[BEGIN Data lines]
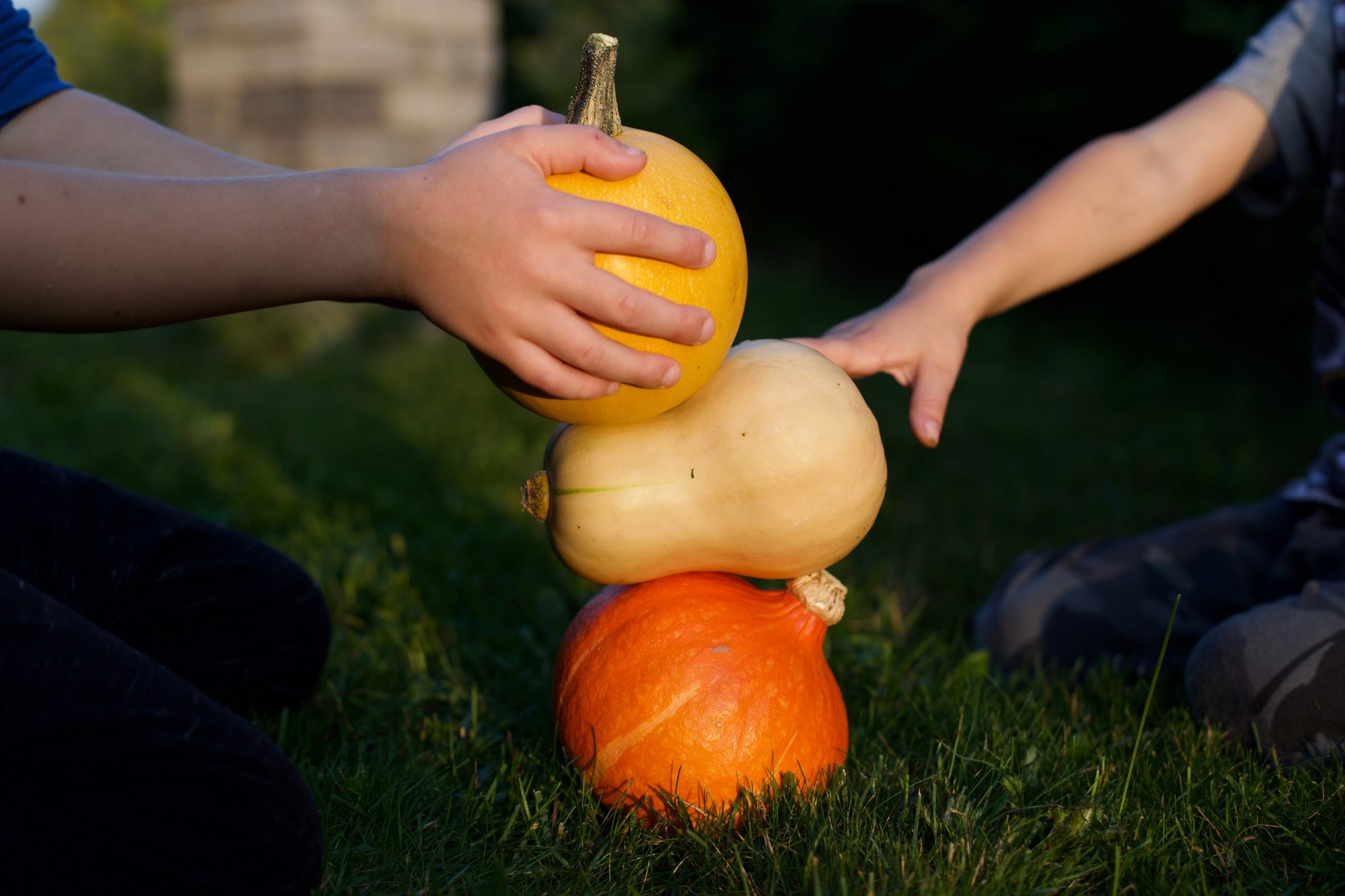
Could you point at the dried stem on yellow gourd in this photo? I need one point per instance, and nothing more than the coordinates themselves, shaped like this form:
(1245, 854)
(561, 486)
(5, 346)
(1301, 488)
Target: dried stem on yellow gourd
[END Data lines]
## Given problem
Copy all of the lines above word for word, but leave out the pictures.

## Output for this exercise
Could you point at the dried stem on yellow gourd in this photo? I need one point per instance, and nothing more than the coordinates themselves, shaped like this form:
(1245, 854)
(561, 486)
(5, 346)
(1301, 488)
Target: dried stem on yellow gourd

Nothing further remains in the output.